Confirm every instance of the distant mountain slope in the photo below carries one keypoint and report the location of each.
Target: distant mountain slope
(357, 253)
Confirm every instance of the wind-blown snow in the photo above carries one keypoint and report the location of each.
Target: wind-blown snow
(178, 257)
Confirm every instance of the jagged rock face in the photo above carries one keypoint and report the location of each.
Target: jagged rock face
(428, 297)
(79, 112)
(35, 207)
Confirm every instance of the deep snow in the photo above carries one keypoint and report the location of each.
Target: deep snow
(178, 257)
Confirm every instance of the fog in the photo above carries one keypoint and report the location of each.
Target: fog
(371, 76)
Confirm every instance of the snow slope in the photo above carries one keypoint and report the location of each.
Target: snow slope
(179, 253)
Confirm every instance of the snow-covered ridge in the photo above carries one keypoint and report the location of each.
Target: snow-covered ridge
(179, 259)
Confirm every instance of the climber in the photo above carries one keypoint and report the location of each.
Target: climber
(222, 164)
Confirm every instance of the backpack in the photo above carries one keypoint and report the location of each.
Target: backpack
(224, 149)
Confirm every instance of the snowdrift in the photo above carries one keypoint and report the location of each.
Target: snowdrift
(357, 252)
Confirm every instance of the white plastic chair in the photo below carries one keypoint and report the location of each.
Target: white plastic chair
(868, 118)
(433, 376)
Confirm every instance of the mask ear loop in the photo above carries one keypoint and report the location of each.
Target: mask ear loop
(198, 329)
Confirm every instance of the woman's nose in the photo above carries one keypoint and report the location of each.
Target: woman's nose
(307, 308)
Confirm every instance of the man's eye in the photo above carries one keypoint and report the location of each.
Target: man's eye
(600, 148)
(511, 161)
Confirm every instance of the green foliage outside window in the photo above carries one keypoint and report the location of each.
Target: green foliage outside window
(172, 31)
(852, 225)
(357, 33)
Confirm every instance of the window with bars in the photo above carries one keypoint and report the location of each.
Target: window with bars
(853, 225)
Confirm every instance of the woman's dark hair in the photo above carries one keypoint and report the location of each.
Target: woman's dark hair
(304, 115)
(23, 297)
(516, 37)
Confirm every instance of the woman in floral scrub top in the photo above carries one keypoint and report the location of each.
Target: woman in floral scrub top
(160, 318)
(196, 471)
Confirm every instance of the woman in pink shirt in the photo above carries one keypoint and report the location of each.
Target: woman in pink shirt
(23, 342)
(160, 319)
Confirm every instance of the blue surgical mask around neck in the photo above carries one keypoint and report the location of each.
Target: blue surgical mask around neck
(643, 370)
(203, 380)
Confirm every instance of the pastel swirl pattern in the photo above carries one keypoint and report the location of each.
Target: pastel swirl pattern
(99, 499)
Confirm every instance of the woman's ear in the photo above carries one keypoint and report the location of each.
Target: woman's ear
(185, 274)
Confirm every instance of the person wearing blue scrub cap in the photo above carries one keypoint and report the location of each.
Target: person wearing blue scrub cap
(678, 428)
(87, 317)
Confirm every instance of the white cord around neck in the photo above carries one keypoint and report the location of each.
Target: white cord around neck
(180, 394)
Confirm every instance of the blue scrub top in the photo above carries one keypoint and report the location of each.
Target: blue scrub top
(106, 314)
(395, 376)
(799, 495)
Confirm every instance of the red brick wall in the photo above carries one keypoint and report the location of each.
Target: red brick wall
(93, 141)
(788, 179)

*-*-*

● **PROBLEM REQUIREMENTS**: Each line of the material that has "below" in it should be counted; reply with that number alone.

● **TASK ANSWER**: 2